> DIRECTIONS FOR THIS TASK: Reproduce the items word for word, from their start up to and including the line that contains "177L521 186L510 187L499". Leave the pictures out of your answer.

= = = = = = =

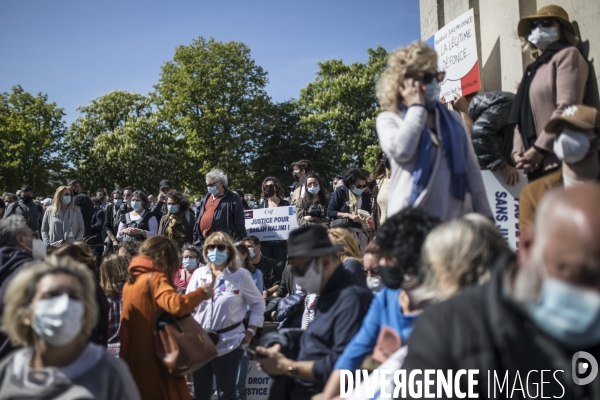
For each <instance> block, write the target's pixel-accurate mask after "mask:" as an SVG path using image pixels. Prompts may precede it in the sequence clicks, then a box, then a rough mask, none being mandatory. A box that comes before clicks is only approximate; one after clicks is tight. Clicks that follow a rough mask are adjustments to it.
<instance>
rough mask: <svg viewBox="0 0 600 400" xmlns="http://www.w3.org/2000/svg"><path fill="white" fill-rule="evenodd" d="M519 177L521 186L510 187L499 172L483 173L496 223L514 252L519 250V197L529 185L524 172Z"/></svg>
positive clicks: (522, 170) (526, 178)
mask: <svg viewBox="0 0 600 400" xmlns="http://www.w3.org/2000/svg"><path fill="white" fill-rule="evenodd" d="M519 175H520V176H521V181H520V182H519V184H518V185H516V186H508V185H507V184H506V183H505V181H504V178H503V177H502V175H500V174H499V173H498V172H492V171H489V170H484V171H481V176H482V177H483V184H484V186H485V191H486V194H487V198H488V202H489V203H490V208H491V209H492V213H493V214H494V222H495V223H496V226H497V227H498V229H500V232H502V236H504V239H506V241H507V242H508V245H509V246H510V248H511V249H512V250H513V251H516V250H517V249H518V248H519V234H520V232H519V196H520V195H521V191H522V190H523V188H524V187H525V185H526V184H527V178H526V177H525V176H524V175H523V170H519Z"/></svg>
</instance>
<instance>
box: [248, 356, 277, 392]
mask: <svg viewBox="0 0 600 400" xmlns="http://www.w3.org/2000/svg"><path fill="white" fill-rule="evenodd" d="M272 384H273V378H271V377H270V376H269V375H267V374H266V373H265V372H263V371H260V370H259V369H258V367H257V366H256V361H254V360H250V364H249V365H248V375H247V376H246V399H247V400H267V399H268V398H269V390H270V389H271V385H272Z"/></svg>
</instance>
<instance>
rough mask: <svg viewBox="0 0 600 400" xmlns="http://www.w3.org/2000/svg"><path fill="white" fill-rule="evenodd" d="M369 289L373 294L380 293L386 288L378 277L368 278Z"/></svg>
mask: <svg viewBox="0 0 600 400" xmlns="http://www.w3.org/2000/svg"><path fill="white" fill-rule="evenodd" d="M367 287H368V288H369V290H370V291H371V292H373V293H378V292H379V291H380V290H381V289H383V288H384V287H385V285H384V284H383V281H382V280H381V278H380V277H378V276H367Z"/></svg>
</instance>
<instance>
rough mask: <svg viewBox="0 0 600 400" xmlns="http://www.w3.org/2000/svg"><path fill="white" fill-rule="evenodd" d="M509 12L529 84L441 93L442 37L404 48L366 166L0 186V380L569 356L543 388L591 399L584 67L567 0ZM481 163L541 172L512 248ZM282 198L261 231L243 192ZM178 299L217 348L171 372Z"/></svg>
mask: <svg viewBox="0 0 600 400" xmlns="http://www.w3.org/2000/svg"><path fill="white" fill-rule="evenodd" d="M517 31H518V34H519V36H520V37H521V38H522V40H523V43H524V49H525V51H526V52H527V53H528V54H530V55H531V56H532V59H533V62H532V64H531V65H529V66H528V67H527V70H526V72H525V74H524V77H523V81H522V82H521V84H520V86H519V89H518V91H517V93H516V95H513V94H510V93H503V92H487V93H477V94H472V95H469V96H465V97H461V96H459V95H457V96H456V97H455V98H454V99H453V100H452V101H444V99H441V100H442V101H440V99H438V97H439V93H440V85H439V84H440V82H441V81H443V79H444V73H443V72H441V71H438V62H437V54H436V52H435V51H434V50H433V49H432V48H430V47H429V46H427V45H426V44H425V43H422V42H416V43H413V44H411V45H409V46H406V47H404V48H401V49H399V50H396V51H394V52H392V53H391V54H390V55H389V58H388V62H387V67H386V69H385V70H384V72H383V73H382V75H381V76H380V77H379V81H378V85H377V98H378V101H379V104H380V106H381V108H382V110H383V111H382V112H381V113H380V114H379V116H378V117H377V122H376V128H377V135H378V138H379V144H380V146H381V148H380V151H379V152H378V154H377V162H376V165H375V166H374V168H373V169H372V172H371V173H369V172H367V171H365V170H363V169H360V168H352V169H349V170H347V171H345V172H343V173H341V174H340V175H339V176H336V177H335V179H334V180H333V181H332V182H326V181H325V180H324V178H323V177H322V176H321V175H319V173H318V171H314V170H313V166H312V163H311V162H310V161H309V160H300V161H297V162H294V163H293V164H292V171H293V174H292V178H293V180H294V184H293V185H292V186H291V187H285V186H284V185H283V184H282V180H281V179H280V177H275V176H267V177H265V178H264V180H263V182H262V185H261V187H260V194H259V195H257V196H256V197H255V196H254V195H253V194H250V193H246V194H244V193H243V192H242V191H240V190H232V189H230V188H229V182H228V179H227V175H226V173H225V172H224V171H223V170H221V169H213V170H211V171H210V172H208V173H207V174H206V176H205V178H206V194H205V195H204V196H202V197H201V198H200V197H196V198H194V199H193V200H192V199H190V198H189V194H188V193H187V190H184V191H180V190H177V189H176V188H174V187H173V185H172V184H171V182H170V181H169V180H162V181H160V183H159V184H158V187H157V189H158V191H157V194H156V196H154V195H151V194H150V195H148V194H146V193H144V192H143V191H142V190H138V189H136V188H134V187H131V186H124V187H122V188H115V189H114V190H112V191H110V194H109V192H108V191H107V190H105V189H98V190H97V191H96V193H95V196H94V197H90V196H89V195H88V194H87V192H86V191H85V189H84V187H85V182H82V181H81V180H78V179H73V180H70V181H68V182H66V185H61V186H59V187H58V188H57V189H56V191H55V192H54V194H53V196H52V197H47V198H45V197H43V196H42V197H37V198H36V197H35V191H34V188H32V187H31V186H29V185H27V184H26V185H24V186H23V187H22V188H21V189H20V190H18V191H16V192H15V193H14V194H13V193H4V194H3V195H2V199H0V211H1V212H0V216H2V218H1V219H0V312H1V313H2V324H1V331H2V332H1V333H0V399H19V398H23V399H25V398H37V399H54V398H65V399H67V398H77V399H87V398H89V399H92V398H93V399H133V400H135V399H144V400H152V399H190V398H194V399H199V400H210V399H211V398H213V396H214V395H215V393H216V396H217V397H218V398H219V399H222V400H237V399H246V398H247V390H246V377H247V373H248V365H249V362H250V360H251V359H255V360H256V361H257V363H258V365H259V367H260V369H261V370H262V371H264V372H265V373H267V374H269V375H270V376H271V377H272V378H273V384H272V386H271V387H270V390H269V399H271V400H276V399H283V400H309V399H311V398H312V397H313V396H315V395H318V394H320V396H321V397H320V398H321V399H322V400H331V399H338V398H339V397H340V394H341V390H342V389H343V386H344V379H345V378H344V376H345V375H343V374H342V371H344V370H350V371H354V370H356V369H359V368H363V369H367V370H369V371H376V370H377V369H381V370H399V369H404V370H406V371H407V374H408V373H410V372H411V371H414V370H459V369H465V370H480V371H484V372H483V373H480V375H479V379H481V380H482V384H481V385H480V386H479V389H477V390H478V391H477V393H478V394H479V396H480V397H482V398H483V397H487V392H486V390H487V387H488V386H487V385H486V383H489V382H487V379H489V378H488V377H489V375H487V374H486V373H485V371H496V372H499V373H502V376H504V375H503V372H505V371H510V372H511V373H520V374H521V376H526V375H528V372H530V371H532V370H548V369H553V370H554V369H561V370H563V371H564V372H565V373H564V374H563V375H558V376H556V377H555V380H554V381H551V382H548V386H547V387H546V388H544V392H545V393H546V394H547V395H550V396H552V395H554V396H555V397H556V398H559V397H562V396H560V393H561V391H562V394H563V396H565V395H566V397H568V398H575V399H584V398H600V386H598V385H597V384H594V385H590V386H579V385H576V384H574V383H573V382H574V380H573V379H572V378H573V376H571V374H572V373H576V372H574V371H575V370H574V369H573V370H572V369H571V367H570V365H571V357H572V356H573V354H574V353H575V352H577V351H586V352H588V353H590V354H592V355H593V356H595V357H596V358H598V357H600V242H599V241H598V238H599V237H600V208H599V207H598V204H600V185H598V184H597V182H596V181H597V180H598V179H599V177H600V158H599V154H598V150H599V148H600V144H599V143H598V134H599V133H600V114H599V112H598V109H597V108H596V107H597V105H595V104H590V103H589V102H588V101H587V99H588V97H587V93H588V91H589V87H588V86H589V84H590V82H593V79H588V75H589V68H588V62H587V61H586V60H585V58H584V57H583V56H582V53H581V51H580V50H579V48H578V47H577V46H578V43H579V39H578V37H577V36H576V33H575V30H574V27H573V25H572V23H571V22H570V21H569V17H568V14H567V12H566V11H565V10H564V9H562V8H561V7H558V6H554V5H550V6H546V7H543V8H542V9H540V10H539V11H538V12H537V13H536V14H534V15H531V16H527V17H525V18H523V19H521V20H520V21H519V23H518V26H517ZM521 168H523V169H524V173H525V175H524V176H521V175H520V174H519V172H518V169H521ZM482 169H490V170H492V171H497V172H499V173H500V175H501V176H502V177H503V179H504V181H505V184H507V185H515V184H517V183H518V182H519V181H520V180H521V179H527V181H528V183H527V184H526V185H525V187H524V189H523V191H522V193H521V195H520V213H519V231H520V247H519V249H518V253H517V254H515V253H514V252H513V251H512V250H511V249H510V248H509V246H508V244H507V242H506V241H505V239H504V238H503V236H502V234H501V233H500V231H499V229H498V228H497V227H496V226H495V224H494V222H495V221H494V214H493V213H492V210H491V208H490V204H489V203H488V199H487V195H486V189H485V187H484V183H483V179H482V174H481V170H482ZM124 184H126V182H124ZM288 189H289V191H288ZM276 207H290V208H291V209H292V210H293V213H294V215H295V217H296V219H297V222H298V226H299V227H298V228H297V229H295V230H293V231H291V232H290V233H289V237H280V238H279V239H280V240H261V239H260V238H259V237H257V236H255V235H250V234H248V232H247V231H246V213H247V212H248V210H253V209H262V208H276ZM159 315H160V316H162V317H161V318H162V319H161V318H158V316H159ZM164 315H167V316H168V318H167V319H165V317H164ZM186 317H190V318H192V319H193V321H195V324H197V325H199V326H201V327H202V328H203V329H204V332H205V333H206V334H207V335H208V336H207V337H210V339H211V340H212V341H213V343H214V350H215V351H214V354H213V356H212V357H211V358H210V359H207V360H206V361H205V362H204V363H202V365H199V366H198V367H197V368H188V369H187V370H186V372H185V373H179V374H173V373H170V372H169V371H170V370H169V369H168V368H167V367H165V361H164V359H163V358H160V357H159V356H157V351H156V346H157V335H159V336H160V334H157V331H160V330H161V329H163V330H165V332H166V328H165V327H166V326H168V325H169V324H173V323H174V322H173V321H179V320H183V319H184V318H186ZM181 326H183V325H181ZM267 328H268V329H267ZM163 333H164V332H163ZM199 339H200V341H202V340H203V339H202V336H201V335H199ZM193 343H195V346H199V344H198V343H197V342H193ZM193 343H192V344H189V346H191V347H186V351H189V352H193V351H194V347H193V346H194V344H193ZM182 350H183V349H182V348H180V349H179V351H182ZM182 356H183V357H184V358H185V354H183V355H182ZM571 371H573V372H571ZM464 378H465V379H467V378H466V376H465V377H464ZM461 382H462V381H461ZM346 384H347V385H348V384H350V383H349V382H348V381H347V382H346ZM434 384H435V383H434ZM390 385H393V381H392V382H390ZM391 391H392V390H388V393H390V392H391ZM411 393H412V392H411ZM361 396H363V395H362V394H360V393H356V394H354V395H353V397H352V398H354V399H359V398H365V397H361ZM411 396H412V394H411ZM409 397H410V396H409ZM506 397H509V396H506ZM371 398H372V397H371ZM375 398H379V394H376V395H375Z"/></svg>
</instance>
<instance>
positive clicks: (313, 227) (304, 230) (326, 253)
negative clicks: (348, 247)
mask: <svg viewBox="0 0 600 400" xmlns="http://www.w3.org/2000/svg"><path fill="white" fill-rule="evenodd" d="M343 248H344V245H342V244H337V245H335V246H334V245H332V244H331V241H330V240H329V236H328V235H327V230H326V229H325V228H324V227H323V226H322V225H309V226H305V227H302V228H298V229H296V230H294V231H292V232H290V237H289V238H288V259H289V258H294V257H320V256H324V255H326V254H333V253H337V252H338V251H340V250H341V249H343Z"/></svg>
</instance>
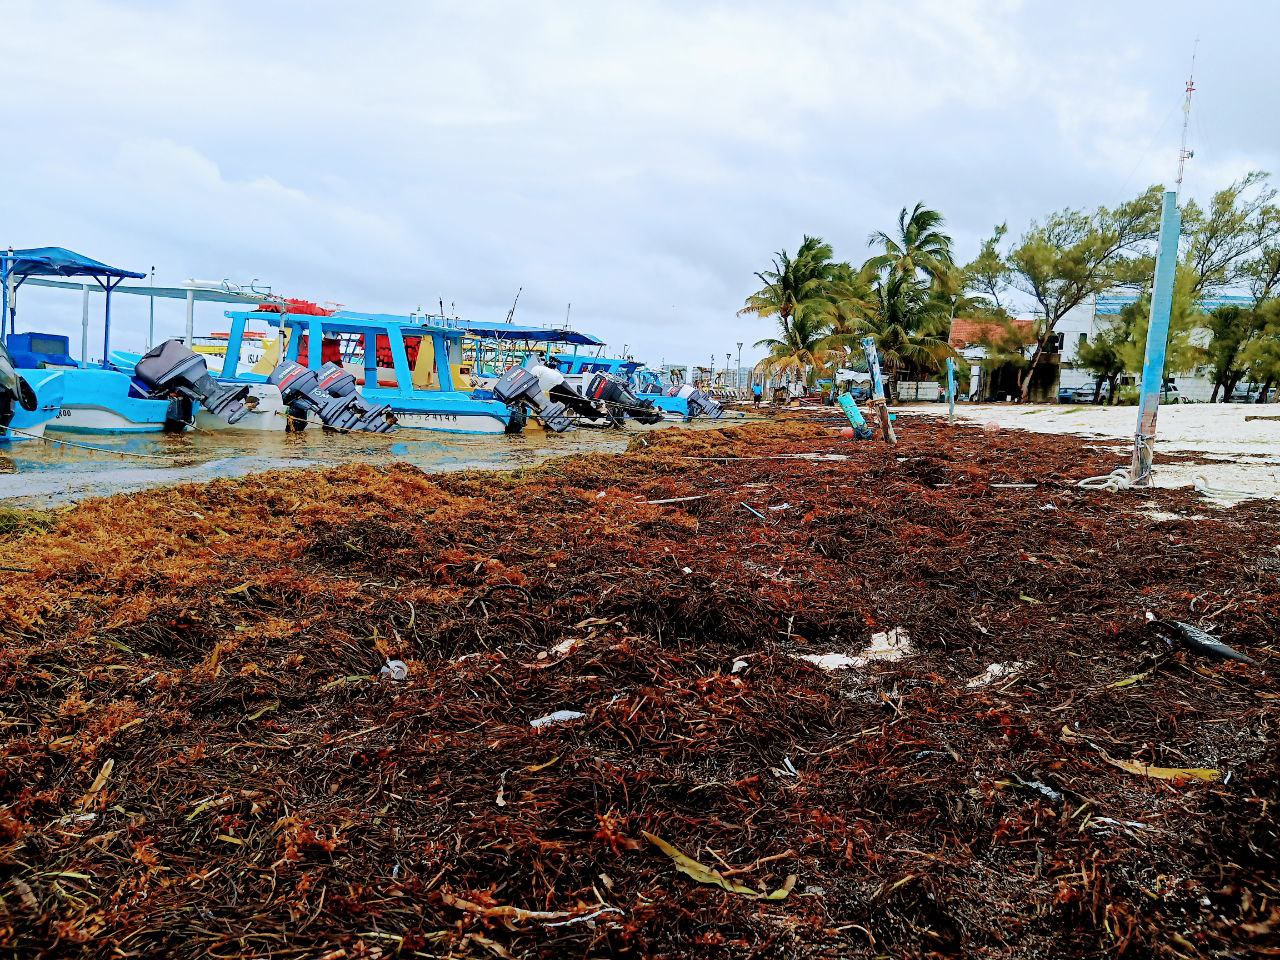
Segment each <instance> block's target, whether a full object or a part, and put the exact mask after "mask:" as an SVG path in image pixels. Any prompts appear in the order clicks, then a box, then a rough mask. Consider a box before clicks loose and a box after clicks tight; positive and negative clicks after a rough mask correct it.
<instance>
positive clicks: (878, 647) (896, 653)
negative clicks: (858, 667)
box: [797, 627, 911, 671]
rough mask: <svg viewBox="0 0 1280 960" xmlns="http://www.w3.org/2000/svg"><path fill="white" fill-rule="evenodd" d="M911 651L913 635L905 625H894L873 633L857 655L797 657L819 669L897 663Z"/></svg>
mask: <svg viewBox="0 0 1280 960" xmlns="http://www.w3.org/2000/svg"><path fill="white" fill-rule="evenodd" d="M910 653H911V635H910V634H908V632H906V630H905V628H904V627H893V628H892V630H890V631H886V632H883V634H872V640H870V644H868V645H867V648H865V649H863V652H861V653H859V654H858V655H856V657H850V655H849V654H845V653H822V654H815V653H801V654H797V658H799V659H801V660H808V662H809V663H812V664H813V666H815V667H818V668H819V669H826V671H832V669H847V668H850V667H865V666H867V664H868V663H872V662H876V660H883V662H886V663H895V662H897V660H900V659H902V658H904V657H906V655H909V654H910Z"/></svg>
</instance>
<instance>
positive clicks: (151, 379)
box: [133, 339, 252, 424]
mask: <svg viewBox="0 0 1280 960" xmlns="http://www.w3.org/2000/svg"><path fill="white" fill-rule="evenodd" d="M133 375H134V376H136V378H137V379H138V380H140V381H141V383H142V384H143V385H146V388H147V389H148V390H150V392H151V393H154V394H177V396H178V397H179V398H183V399H186V401H187V404H184V406H186V407H187V408H188V410H189V404H191V403H197V402H198V403H200V404H201V406H202V407H204V408H205V410H207V411H209V412H210V413H212V415H214V416H216V417H220V419H223V420H225V421H227V422H228V424H236V422H239V421H241V420H242V419H243V417H244V416H246V415H247V413H248V412H250V410H251V408H252V407H251V406H250V403H246V398H247V397H248V387H244V385H232V384H221V383H218V380H215V379H214V378H212V376H211V375H210V372H209V366H207V365H206V364H205V358H204V357H202V356H200V355H198V353H195V352H193V351H191V349H188V348H187V346H186V344H184V343H183V342H182V340H178V339H173V340H165V342H164V343H160V344H157V346H156V347H154V348H151V349H150V351H148V352H147V353H145V355H143V356H142V360H140V361H138V362H137V365H136V366H134V369H133Z"/></svg>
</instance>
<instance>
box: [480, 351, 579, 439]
mask: <svg viewBox="0 0 1280 960" xmlns="http://www.w3.org/2000/svg"><path fill="white" fill-rule="evenodd" d="M493 396H494V397H497V398H498V399H500V401H502V402H503V403H506V404H508V406H513V404H516V406H521V407H527V408H529V410H530V411H531V412H532V413H534V416H536V417H538V419H539V420H541V421H543V425H545V426H547V429H548V430H553V431H554V433H558V434H562V433H564V431H566V430H568V429H570V428H572V426H573V419H572V417H571V416H570V413H568V410H566V407H564V404H563V403H561V402H559V401H557V399H549V398H548V397H547V394H544V393H543V387H541V384H540V383H539V380H538V378H536V376H534V375H532V374H531V372H529V371H527V370H525V369H524V367H518V366H513V367H512V369H511V370H508V371H507V372H504V374H503V375H502V376H500V378H499V379H498V383H495V384H494V385H493Z"/></svg>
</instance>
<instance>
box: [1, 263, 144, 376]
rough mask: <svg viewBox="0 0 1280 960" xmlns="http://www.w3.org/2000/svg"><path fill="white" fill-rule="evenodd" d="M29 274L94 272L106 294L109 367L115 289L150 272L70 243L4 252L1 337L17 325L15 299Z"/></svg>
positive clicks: (106, 336) (107, 362) (75, 273)
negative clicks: (88, 255) (103, 256)
mask: <svg viewBox="0 0 1280 960" xmlns="http://www.w3.org/2000/svg"><path fill="white" fill-rule="evenodd" d="M29 276H92V278H93V280H96V282H97V284H99V287H101V288H102V292H104V293H105V294H106V302H105V303H104V307H102V367H104V369H106V367H109V362H108V357H109V356H110V353H111V291H114V289H115V288H116V287H118V285H119V284H120V283H122V282H123V280H125V279H129V278H132V279H134V280H141V279H143V278H145V276H146V274H140V273H138V271H137V270H125V269H124V268H120V266H109V265H108V264H104V262H101V261H100V260H93V259H92V257H87V256H84V255H83V253H77V252H76V251H74V250H67V247H28V248H27V250H10V251H8V252H5V253H0V305H3V308H0V339H3V338H4V335H5V330H6V328H8V329H9V330H10V332H17V330H15V328H14V323H15V316H14V315H15V312H17V303H15V302H14V300H15V296H17V292H18V288H19V287H20V285H22V284H23V283H26V282H27V278H29Z"/></svg>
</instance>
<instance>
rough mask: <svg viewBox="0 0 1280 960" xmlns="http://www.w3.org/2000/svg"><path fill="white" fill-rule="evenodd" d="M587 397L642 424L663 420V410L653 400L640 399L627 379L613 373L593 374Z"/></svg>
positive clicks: (587, 387) (586, 393)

= = = = = = =

> RESPONSE:
For each <instance> block, write the target's pixel-accurate mask after "mask:" as an SVG path using image pixels. Prompts may precede it in the sequence clicks, then a box, then a rough mask, none being mandatory. A box that comes before clicks is only approximate; one after clicks is tight. Clicks that follow a rough mask are adjustments to it.
<instance>
rough mask: <svg viewBox="0 0 600 400" xmlns="http://www.w3.org/2000/svg"><path fill="white" fill-rule="evenodd" d="M519 177L521 186L510 187L499 172L483 173L496 223L514 252L519 250V197L529 185L524 172Z"/></svg>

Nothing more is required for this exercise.